[What is asked] Lay out the rows below as a Markdown table with two columns, Line No. and Content. Give each nonblank line its own number, and leave the pictures out.

[Given data]
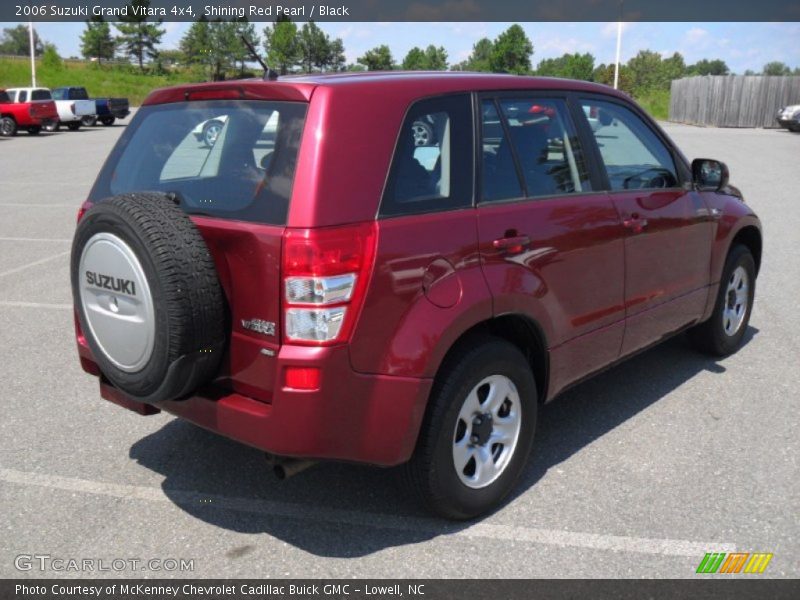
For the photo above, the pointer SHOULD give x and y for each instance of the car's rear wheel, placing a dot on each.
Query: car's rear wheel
(147, 296)
(8, 127)
(478, 430)
(723, 332)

[Answer to this task]
| Line No. | Content |
|---|---|
| 1 | For the photo above, the pointer SHOULD give x and y for each instance of the car's rear wheel, placing a dot on each. |
| 2 | Query: car's rear wheel |
| 3 | (147, 296) |
| 4 | (8, 127) |
| 5 | (478, 430) |
| 6 | (723, 332) |